[Extracted data]

---

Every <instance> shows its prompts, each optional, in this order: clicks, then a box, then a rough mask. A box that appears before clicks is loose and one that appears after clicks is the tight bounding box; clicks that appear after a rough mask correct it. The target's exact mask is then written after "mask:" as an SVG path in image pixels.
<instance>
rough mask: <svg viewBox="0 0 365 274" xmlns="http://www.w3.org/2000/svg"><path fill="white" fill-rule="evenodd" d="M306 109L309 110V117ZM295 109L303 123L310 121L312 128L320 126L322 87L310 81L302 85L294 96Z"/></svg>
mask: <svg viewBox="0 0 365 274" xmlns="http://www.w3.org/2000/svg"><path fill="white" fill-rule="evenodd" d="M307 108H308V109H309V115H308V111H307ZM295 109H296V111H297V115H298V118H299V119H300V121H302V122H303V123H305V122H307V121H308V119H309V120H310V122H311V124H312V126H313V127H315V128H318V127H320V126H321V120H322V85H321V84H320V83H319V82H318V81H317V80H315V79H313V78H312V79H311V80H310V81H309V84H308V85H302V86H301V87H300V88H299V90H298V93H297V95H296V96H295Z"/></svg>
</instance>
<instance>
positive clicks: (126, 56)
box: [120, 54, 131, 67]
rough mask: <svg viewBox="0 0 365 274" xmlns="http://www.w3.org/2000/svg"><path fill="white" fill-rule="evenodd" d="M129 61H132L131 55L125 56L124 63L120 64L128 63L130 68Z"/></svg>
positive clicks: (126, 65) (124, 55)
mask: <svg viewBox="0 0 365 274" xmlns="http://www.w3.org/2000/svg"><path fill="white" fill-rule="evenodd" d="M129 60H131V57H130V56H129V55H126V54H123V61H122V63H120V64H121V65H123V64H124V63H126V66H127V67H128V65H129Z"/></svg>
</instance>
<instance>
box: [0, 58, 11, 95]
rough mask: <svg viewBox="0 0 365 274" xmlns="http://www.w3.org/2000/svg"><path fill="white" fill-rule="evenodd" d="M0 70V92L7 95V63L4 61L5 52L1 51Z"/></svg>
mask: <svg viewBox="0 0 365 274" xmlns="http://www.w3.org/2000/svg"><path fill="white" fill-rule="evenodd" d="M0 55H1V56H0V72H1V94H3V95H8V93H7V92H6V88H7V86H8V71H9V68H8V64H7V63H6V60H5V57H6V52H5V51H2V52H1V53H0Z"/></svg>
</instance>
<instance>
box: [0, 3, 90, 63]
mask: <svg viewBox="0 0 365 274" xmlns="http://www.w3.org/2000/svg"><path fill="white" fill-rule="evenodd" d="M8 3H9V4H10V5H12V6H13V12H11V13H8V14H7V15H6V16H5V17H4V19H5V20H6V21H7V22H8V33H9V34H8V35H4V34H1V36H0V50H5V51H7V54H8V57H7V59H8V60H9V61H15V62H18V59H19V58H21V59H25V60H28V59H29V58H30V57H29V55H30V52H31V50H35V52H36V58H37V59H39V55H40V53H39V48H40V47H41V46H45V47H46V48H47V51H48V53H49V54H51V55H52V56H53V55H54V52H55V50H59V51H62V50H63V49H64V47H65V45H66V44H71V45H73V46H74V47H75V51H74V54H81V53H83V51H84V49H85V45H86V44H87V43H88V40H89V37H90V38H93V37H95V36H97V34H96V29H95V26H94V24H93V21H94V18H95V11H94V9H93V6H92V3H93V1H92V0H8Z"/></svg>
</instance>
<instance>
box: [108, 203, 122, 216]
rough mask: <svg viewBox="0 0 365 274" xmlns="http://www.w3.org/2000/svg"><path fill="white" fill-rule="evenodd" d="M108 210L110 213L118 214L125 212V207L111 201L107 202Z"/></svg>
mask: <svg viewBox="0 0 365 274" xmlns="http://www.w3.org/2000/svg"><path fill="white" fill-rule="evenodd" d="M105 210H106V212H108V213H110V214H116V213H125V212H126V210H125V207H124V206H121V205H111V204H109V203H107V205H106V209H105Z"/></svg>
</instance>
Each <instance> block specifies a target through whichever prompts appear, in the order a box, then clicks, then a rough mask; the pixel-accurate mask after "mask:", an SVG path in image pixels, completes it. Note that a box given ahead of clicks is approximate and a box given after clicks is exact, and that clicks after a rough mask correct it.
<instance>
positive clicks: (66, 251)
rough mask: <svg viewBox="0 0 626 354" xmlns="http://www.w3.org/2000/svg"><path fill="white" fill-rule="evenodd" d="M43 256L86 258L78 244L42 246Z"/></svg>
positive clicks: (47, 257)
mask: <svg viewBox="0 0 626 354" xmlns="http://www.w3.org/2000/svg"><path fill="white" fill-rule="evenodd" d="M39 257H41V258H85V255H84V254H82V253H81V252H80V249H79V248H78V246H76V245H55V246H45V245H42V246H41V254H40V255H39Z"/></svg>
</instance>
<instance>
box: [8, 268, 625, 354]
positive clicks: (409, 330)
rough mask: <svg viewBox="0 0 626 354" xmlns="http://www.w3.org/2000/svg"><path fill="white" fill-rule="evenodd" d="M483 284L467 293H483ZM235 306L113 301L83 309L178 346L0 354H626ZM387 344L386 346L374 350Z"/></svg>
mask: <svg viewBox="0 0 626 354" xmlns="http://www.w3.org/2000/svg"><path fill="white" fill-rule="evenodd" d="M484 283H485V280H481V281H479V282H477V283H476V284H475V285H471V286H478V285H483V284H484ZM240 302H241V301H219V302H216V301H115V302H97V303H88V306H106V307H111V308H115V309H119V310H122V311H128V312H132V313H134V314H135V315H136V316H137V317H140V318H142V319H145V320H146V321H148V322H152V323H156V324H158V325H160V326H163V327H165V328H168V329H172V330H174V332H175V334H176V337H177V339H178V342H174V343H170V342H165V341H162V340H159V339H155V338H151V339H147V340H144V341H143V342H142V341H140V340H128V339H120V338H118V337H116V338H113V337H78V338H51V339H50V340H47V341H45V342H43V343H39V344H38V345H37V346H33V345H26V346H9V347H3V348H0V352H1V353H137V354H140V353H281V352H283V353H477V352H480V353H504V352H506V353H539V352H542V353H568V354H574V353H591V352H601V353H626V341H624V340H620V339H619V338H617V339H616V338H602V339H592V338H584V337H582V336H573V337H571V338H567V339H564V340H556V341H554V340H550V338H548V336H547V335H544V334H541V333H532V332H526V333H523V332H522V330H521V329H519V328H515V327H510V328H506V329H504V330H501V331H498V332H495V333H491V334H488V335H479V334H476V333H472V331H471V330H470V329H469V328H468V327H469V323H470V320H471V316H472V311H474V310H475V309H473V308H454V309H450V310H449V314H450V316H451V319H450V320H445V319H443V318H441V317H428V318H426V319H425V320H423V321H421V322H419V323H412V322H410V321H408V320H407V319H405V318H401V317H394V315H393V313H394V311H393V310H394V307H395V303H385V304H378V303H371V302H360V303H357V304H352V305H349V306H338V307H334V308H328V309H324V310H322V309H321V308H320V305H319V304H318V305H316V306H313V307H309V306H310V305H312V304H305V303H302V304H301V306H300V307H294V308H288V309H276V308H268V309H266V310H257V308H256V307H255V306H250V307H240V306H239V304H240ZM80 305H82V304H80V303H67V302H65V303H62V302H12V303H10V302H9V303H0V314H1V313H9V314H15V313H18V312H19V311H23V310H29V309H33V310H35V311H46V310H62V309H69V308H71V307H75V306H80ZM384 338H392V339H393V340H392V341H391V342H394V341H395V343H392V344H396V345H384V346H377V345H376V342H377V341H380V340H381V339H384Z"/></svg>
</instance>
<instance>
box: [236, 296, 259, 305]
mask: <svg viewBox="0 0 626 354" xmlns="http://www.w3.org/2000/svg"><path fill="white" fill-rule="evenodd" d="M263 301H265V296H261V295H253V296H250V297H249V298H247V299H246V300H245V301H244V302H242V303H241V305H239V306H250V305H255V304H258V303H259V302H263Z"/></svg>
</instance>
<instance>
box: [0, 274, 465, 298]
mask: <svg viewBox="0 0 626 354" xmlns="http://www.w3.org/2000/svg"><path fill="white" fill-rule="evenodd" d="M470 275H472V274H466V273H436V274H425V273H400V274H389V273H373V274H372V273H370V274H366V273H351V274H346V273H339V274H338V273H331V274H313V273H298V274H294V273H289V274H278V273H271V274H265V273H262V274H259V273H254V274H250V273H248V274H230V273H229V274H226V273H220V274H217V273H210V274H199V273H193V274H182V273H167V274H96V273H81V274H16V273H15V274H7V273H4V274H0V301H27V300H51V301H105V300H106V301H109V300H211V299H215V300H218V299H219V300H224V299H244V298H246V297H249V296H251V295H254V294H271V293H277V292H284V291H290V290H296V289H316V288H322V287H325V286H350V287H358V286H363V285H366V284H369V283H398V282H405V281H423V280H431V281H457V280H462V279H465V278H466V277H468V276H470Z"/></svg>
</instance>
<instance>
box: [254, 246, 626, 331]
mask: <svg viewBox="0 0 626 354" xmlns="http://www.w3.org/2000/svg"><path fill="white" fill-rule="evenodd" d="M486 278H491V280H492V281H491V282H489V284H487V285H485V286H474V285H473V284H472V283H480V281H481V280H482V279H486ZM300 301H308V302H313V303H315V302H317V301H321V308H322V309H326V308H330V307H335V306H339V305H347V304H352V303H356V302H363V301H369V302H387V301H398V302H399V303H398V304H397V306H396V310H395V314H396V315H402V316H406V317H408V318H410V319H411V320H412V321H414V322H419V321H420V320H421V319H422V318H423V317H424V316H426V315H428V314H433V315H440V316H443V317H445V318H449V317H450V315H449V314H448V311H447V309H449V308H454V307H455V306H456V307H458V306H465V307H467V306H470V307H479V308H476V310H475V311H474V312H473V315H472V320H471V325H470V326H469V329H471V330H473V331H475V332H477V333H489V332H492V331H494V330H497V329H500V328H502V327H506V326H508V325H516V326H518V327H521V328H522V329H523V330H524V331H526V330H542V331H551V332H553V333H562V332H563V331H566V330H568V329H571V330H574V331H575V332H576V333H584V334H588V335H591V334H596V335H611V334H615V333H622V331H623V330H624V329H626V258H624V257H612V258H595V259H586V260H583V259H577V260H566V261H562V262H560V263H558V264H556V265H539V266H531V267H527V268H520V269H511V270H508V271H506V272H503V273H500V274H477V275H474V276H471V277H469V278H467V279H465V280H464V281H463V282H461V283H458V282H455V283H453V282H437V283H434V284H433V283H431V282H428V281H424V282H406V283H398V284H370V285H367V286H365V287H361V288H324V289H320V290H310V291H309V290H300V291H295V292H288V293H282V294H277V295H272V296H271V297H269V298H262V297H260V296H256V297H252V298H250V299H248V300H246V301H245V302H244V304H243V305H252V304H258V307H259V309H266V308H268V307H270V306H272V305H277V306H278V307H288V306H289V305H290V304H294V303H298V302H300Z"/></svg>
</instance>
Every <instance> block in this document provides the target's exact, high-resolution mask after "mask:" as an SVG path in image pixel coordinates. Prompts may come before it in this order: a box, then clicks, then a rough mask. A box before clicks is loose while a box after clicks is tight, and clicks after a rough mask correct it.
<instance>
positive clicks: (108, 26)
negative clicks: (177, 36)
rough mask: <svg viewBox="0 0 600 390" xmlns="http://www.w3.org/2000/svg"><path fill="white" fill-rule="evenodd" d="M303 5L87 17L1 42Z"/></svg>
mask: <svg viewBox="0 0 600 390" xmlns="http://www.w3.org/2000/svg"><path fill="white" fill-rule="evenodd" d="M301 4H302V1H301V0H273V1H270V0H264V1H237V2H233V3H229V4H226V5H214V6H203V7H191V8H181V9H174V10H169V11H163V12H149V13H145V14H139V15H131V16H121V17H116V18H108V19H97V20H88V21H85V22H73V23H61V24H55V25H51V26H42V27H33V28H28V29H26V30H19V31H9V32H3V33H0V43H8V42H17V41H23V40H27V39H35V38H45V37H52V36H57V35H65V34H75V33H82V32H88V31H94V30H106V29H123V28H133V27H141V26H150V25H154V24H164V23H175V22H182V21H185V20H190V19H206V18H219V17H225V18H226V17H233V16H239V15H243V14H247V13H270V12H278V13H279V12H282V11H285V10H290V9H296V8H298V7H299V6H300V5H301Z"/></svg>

---

Check each line of the data above for the string "pixels" and report only how many lines have it.

2